* **Task directions**
All lines from the one with "Can you find the long" to the end need to be copied exactly, with nothing before them.

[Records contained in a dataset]
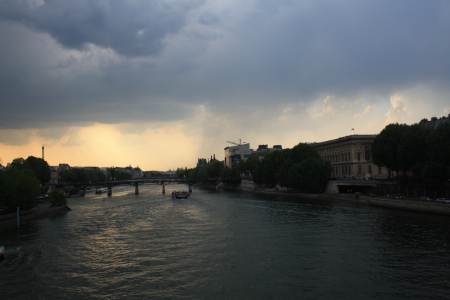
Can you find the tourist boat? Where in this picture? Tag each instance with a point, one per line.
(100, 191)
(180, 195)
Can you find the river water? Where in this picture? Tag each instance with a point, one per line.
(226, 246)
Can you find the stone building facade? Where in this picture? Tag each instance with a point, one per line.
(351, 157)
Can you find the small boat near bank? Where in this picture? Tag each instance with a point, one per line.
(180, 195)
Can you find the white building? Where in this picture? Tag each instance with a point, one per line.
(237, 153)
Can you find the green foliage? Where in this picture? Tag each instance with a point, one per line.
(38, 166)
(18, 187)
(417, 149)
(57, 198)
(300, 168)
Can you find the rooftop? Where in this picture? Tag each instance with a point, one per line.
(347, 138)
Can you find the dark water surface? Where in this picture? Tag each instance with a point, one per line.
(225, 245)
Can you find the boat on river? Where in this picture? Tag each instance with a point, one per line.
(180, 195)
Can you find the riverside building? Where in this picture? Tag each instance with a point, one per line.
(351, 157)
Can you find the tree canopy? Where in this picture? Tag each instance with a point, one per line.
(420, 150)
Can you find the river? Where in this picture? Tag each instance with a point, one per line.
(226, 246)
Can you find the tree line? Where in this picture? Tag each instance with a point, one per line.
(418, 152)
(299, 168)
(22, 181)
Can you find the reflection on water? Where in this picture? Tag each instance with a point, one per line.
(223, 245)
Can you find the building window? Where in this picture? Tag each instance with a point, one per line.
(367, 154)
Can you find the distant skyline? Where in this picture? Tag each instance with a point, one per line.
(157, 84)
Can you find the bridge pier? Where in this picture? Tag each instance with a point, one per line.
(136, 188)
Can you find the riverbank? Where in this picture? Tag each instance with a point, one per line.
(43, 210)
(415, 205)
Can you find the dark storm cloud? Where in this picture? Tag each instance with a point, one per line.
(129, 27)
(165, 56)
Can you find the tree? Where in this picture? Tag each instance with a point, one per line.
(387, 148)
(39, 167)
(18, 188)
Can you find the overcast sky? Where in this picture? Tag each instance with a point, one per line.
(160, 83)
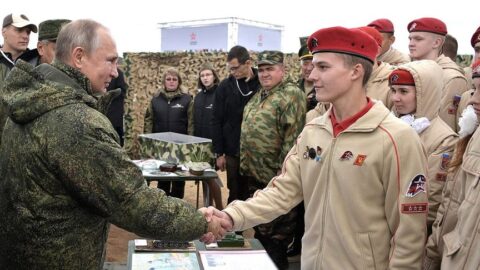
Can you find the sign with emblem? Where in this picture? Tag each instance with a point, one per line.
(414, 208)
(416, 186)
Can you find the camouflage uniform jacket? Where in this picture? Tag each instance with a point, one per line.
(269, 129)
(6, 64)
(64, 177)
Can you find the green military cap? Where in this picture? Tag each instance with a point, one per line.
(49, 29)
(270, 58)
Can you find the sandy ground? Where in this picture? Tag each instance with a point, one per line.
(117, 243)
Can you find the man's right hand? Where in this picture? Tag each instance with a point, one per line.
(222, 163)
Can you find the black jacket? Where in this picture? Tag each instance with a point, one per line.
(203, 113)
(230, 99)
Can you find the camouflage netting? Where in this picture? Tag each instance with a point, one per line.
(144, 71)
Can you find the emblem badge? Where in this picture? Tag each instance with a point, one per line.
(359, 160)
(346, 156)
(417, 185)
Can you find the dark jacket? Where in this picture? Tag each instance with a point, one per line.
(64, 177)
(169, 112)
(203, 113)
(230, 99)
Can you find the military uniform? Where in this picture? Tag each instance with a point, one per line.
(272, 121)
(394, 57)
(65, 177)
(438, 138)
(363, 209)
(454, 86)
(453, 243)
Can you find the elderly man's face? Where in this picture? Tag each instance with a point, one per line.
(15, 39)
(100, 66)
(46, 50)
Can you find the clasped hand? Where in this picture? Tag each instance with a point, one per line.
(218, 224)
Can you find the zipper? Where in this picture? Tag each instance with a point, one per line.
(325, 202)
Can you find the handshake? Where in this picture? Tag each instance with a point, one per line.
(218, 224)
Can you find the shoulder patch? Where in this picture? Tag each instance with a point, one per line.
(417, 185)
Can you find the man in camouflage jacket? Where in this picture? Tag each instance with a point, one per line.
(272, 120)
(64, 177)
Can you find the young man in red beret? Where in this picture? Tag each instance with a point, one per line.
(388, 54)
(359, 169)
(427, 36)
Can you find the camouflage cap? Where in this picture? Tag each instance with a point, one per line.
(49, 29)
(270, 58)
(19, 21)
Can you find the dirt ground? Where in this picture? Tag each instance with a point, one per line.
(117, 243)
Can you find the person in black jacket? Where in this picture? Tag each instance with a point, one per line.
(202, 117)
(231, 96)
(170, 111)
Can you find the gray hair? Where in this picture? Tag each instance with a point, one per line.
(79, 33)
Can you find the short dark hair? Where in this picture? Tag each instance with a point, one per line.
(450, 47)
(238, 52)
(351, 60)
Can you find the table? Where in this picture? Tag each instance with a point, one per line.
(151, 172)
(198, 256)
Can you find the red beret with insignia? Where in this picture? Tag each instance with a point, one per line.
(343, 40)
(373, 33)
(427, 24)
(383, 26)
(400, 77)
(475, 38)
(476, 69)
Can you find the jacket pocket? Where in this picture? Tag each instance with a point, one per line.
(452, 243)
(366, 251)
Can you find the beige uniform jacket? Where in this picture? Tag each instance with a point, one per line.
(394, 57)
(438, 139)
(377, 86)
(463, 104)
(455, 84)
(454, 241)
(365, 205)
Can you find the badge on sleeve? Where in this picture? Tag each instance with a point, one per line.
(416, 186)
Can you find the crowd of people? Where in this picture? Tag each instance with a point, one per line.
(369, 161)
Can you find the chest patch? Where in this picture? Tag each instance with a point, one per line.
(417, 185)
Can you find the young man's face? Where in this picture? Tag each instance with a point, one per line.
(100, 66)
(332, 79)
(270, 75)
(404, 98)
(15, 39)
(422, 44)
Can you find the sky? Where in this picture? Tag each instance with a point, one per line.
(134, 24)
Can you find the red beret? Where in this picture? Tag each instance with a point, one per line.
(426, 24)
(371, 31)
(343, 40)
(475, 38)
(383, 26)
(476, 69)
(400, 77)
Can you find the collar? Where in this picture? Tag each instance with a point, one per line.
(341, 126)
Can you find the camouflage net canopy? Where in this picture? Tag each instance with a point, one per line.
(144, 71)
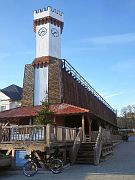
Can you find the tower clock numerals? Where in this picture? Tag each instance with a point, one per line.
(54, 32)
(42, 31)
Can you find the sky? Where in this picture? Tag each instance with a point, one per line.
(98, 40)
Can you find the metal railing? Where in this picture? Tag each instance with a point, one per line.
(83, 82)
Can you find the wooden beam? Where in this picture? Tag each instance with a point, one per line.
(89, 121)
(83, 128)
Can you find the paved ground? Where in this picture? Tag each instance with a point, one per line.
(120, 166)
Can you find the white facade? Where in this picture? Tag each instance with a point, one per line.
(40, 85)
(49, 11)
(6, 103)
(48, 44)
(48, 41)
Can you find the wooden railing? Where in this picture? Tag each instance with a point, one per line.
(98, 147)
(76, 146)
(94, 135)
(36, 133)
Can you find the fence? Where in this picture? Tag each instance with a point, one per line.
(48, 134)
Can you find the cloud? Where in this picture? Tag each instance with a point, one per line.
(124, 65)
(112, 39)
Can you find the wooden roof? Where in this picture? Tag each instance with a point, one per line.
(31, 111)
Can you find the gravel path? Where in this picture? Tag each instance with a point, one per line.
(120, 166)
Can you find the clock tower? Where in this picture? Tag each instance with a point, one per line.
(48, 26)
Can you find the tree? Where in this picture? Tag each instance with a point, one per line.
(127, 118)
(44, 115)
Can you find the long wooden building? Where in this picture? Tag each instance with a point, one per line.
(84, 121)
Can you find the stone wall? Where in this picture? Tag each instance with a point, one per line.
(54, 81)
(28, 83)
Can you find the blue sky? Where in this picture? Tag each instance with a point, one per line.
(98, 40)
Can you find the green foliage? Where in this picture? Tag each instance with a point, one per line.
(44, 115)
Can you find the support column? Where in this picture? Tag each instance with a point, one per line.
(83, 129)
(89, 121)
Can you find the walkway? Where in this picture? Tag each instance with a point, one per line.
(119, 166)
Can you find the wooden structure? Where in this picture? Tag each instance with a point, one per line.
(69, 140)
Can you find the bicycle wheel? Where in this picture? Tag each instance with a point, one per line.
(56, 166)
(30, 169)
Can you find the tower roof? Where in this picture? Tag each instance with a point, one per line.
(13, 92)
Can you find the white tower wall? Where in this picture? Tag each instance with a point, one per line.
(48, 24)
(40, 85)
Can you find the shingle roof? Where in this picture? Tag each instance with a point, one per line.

* **Response for this exercise**
Can you find the long wooden building? Where in this picture? Tag each instance with a point, one per line.
(84, 121)
Can you find the stone wall? Where in this picture? Tag each instance with a point, one per line.
(54, 81)
(28, 83)
Can you find the blue sky? Where in this picture? Tag each instance with a point, one per line.
(98, 40)
Can you find the green foliage? Where in this picture? Tag each instance with a point, one per line.
(44, 115)
Can you find the support column? Where in this picture? Tag each instance with a point, one per line.
(83, 129)
(89, 121)
Can you find the walkway? Where in this picture? Tag each instance with a point, one per line.
(119, 166)
Can you find the wooden structure? Where in this picture? Tag each instance with a point, one per line.
(69, 140)
Can you find the bicycle wheel? Where in this picture? Tag each instance with a point, one per line.
(56, 166)
(30, 169)
Can you find the tower roof? Where in this picture? Tag each instance with a point, one per line.
(13, 92)
Can you find the white tower wall? Where in this picture? Tag each instance with a point, one per line.
(48, 24)
(40, 85)
Can you find the shingle roof? Where in this picture? Tag each instance with a point, one per line.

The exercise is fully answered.